▶ [TASK STATEMENT]: Continue the reflections on course activities from where they stop, picking up after their final sentence.

My assignment introduces a concept that is highlighted in Chapter 1. Essentially, the motivations people have for eating what they do. Convenience? Advertising, Economical reasons? I have student choose 3 from a list of 10 and then describe how those motivations come into play in their food choices. I also ask them to provide examples.

I think students will connect with each other easily. Many of the motivators are particularly relevant such as social pressure and availability. As the students relay their stories, they become relatable to other students and common ground can be found. I think a sense of community can be built quickly and easily. Of course, sharing my story is important so that the students can get to know me and see how much we really do have in common.

Wisdom Wall

The wisdom wall provides great closure to a course for students. Thinking back to where they were, and how they have (or haven't) changed, will allow them to "think about thinking". I think many students will find kinship with each other and realize that they were not alone and this realization will give them confidence to succeed in the future courses they take.

Spoken reflections are great as the tone, inflections, and facial expressions (for video) will allow students to see their classmates as "real".

Bumper Video

I would use this video within the first 2 weeks of school. I do not talk about a subject area topic in the video, since all that will be coming soon enough! My video is describing how to plan and organize the things that need to get done in a particular week. This concept may seem obvious, but I don't think students take a breath and look at all of the things they have to get done in a week. Adding college courses on top of a busy schedule can be overwhelming and I think that is when students start to miss doing assignments.

Many of us take for granted the knowledge of how to organize and plan our week. Students straight from high school may never have had to do this.

The combination of having a large desktop calendar (where you see the entire week) and going through the Canvas module to see the assignments, writing them in, what has to be done early in the week and what how this can related to their "things to do" in Canvas...will help them feel like they have more control over their week and increase their ability to get the assignments turned in on time. Also, the Calendar will include the other responsbilities they have which will allow them to know where to carve out some time to study.

Saved entries:
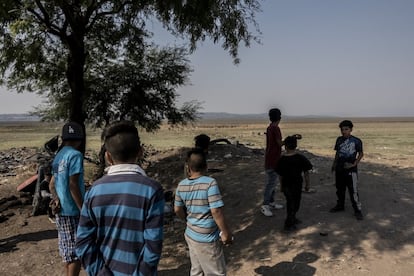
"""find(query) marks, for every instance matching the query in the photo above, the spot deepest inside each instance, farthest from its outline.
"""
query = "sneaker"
(290, 228)
(337, 208)
(297, 221)
(358, 215)
(266, 211)
(276, 206)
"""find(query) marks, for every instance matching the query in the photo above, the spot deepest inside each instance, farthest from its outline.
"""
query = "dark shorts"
(66, 226)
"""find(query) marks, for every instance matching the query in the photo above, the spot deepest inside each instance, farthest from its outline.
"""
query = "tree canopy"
(94, 59)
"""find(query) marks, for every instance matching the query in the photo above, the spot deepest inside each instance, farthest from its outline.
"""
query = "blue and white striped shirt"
(199, 196)
(121, 224)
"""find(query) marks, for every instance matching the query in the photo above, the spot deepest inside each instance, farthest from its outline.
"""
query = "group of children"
(116, 228)
(292, 168)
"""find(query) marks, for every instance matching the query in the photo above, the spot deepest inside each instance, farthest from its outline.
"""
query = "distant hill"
(18, 118)
(223, 116)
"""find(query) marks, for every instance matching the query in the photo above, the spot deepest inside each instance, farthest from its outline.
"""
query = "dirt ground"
(324, 244)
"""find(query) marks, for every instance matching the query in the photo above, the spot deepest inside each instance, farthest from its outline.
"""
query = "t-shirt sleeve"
(178, 201)
(76, 164)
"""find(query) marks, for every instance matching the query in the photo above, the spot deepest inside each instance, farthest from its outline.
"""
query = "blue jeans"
(270, 186)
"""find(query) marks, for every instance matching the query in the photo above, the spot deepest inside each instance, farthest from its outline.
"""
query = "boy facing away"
(198, 201)
(272, 155)
(121, 225)
(290, 168)
(67, 188)
(349, 153)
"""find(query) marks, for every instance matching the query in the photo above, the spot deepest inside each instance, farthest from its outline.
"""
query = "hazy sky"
(318, 57)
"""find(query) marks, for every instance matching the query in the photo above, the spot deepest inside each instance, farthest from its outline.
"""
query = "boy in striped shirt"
(198, 201)
(121, 225)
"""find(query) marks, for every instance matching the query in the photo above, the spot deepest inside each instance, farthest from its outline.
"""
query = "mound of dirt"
(325, 243)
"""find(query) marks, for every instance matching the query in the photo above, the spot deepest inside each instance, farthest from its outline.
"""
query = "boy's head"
(291, 142)
(346, 127)
(346, 123)
(196, 160)
(122, 142)
(275, 115)
(202, 141)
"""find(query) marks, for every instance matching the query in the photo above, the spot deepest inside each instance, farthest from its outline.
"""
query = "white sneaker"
(266, 211)
(276, 206)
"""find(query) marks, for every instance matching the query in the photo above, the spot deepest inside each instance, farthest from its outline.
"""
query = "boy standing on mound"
(68, 189)
(290, 168)
(348, 154)
(272, 155)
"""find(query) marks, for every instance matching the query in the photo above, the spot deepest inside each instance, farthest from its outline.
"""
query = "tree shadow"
(10, 244)
(386, 193)
(297, 267)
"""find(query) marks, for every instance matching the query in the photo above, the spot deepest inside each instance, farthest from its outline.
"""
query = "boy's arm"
(218, 215)
(153, 235)
(52, 188)
(75, 191)
(359, 157)
(334, 162)
(307, 180)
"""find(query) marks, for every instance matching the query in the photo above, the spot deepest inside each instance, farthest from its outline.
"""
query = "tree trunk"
(75, 77)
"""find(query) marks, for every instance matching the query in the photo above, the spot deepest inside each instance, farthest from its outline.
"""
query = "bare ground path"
(381, 244)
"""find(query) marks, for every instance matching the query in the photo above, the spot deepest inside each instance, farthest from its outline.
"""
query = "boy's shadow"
(298, 266)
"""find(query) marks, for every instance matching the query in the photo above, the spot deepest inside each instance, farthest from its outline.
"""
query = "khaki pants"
(207, 259)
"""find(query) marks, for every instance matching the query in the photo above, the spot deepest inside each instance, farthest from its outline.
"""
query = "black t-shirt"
(291, 167)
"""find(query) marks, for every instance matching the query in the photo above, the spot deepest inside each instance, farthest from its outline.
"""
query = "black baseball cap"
(72, 131)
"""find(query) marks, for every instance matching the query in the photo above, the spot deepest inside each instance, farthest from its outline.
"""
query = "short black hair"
(275, 114)
(122, 141)
(196, 160)
(202, 141)
(291, 142)
(346, 123)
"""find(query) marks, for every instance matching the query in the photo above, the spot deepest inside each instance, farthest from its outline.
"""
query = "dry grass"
(381, 137)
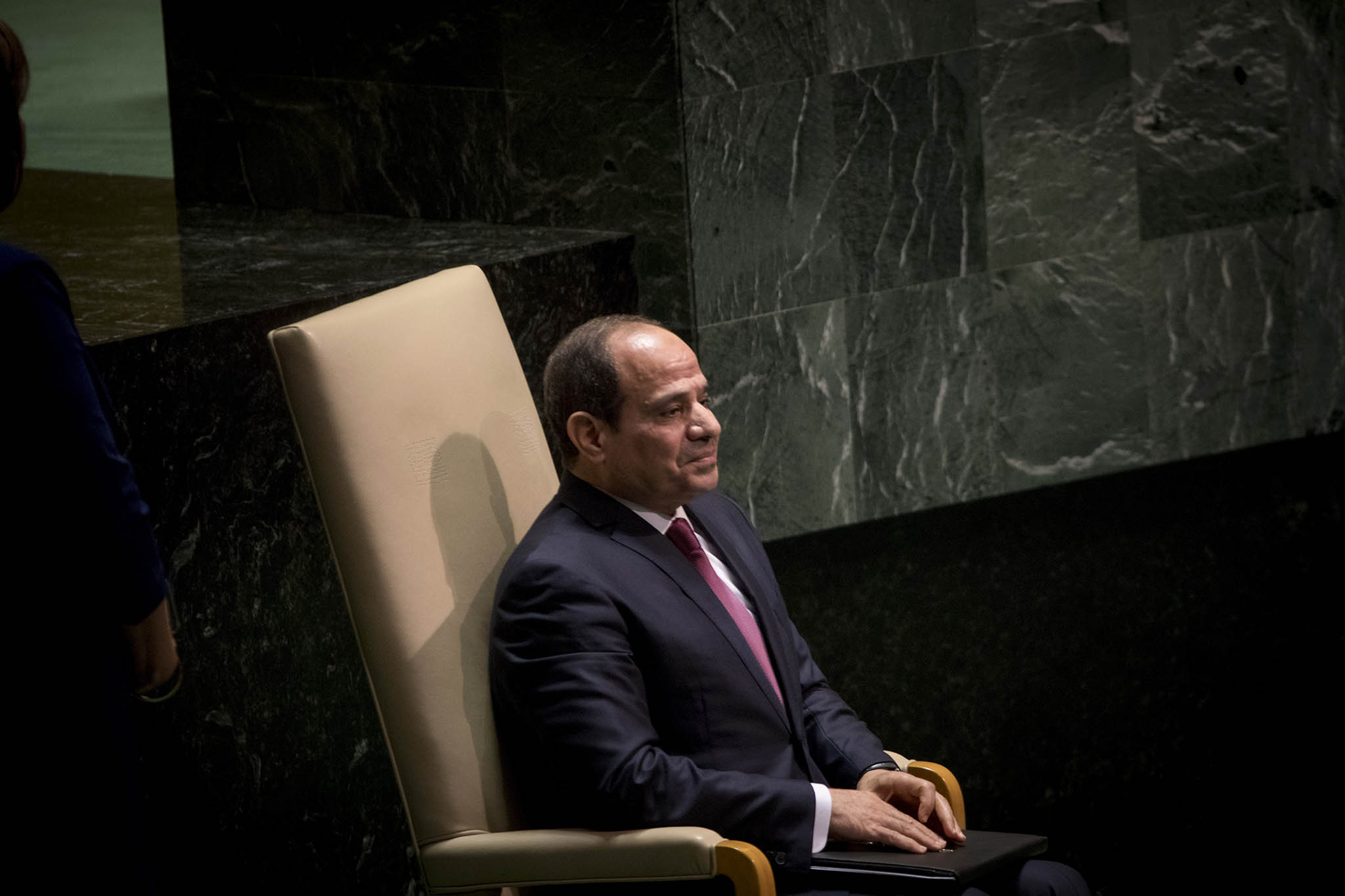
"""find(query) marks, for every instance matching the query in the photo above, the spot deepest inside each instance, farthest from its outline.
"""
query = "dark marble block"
(1013, 19)
(598, 49)
(1069, 345)
(579, 161)
(734, 45)
(873, 33)
(910, 192)
(1059, 158)
(1211, 116)
(1315, 82)
(623, 49)
(780, 391)
(762, 195)
(1320, 323)
(923, 386)
(1219, 317)
(341, 146)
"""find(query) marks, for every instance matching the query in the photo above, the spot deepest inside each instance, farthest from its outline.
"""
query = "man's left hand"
(915, 797)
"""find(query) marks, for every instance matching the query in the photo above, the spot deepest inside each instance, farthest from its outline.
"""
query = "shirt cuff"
(821, 817)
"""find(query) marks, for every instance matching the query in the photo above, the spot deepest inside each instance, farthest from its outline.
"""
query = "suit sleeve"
(70, 454)
(575, 719)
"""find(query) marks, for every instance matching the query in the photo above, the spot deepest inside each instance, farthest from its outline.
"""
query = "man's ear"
(586, 433)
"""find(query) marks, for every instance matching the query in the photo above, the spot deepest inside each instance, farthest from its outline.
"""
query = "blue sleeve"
(76, 488)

▶ [RESULT OF THE TASK]:
I think the Student Success workshop we offer students at our college, on study skills, textbook reading, note taking are so important for new college students. From that foundation, they can build their subject matter regardless of the course.


This microlecture introduces the concept of the Calorie and I would discuss this in Chapter 1. An SLO in our course is for students to identify the 6 classes of nutrients and analyze how they are different from each other. To assess their mastery of this outcome has historically been an exam with a sprinkle of in-class discussion and practice.

Many times, I have put students into groups and given everyone different gram amounts of the macronutrients and would have them calculate the total Calories of energy they produced. I often give this task a competitive element, giving the group who calculates the answer the quickest and correctly, gets extra credit points. This gets everyone riled up!

What is unique about this microlecture is that all the macronutrients are presented at once; highlighting that regardless of the macronutrient, the Calories are always stored in the chemical bonds between the carbon atoms. I think the concept of a "Calorie" is still a mystery to many students. I like to distill down to the fundamentals when it comes to this concept. Namely, how are Calories measured? When exactly is the heat energy released? How do excess Calories lead to excess weight gain?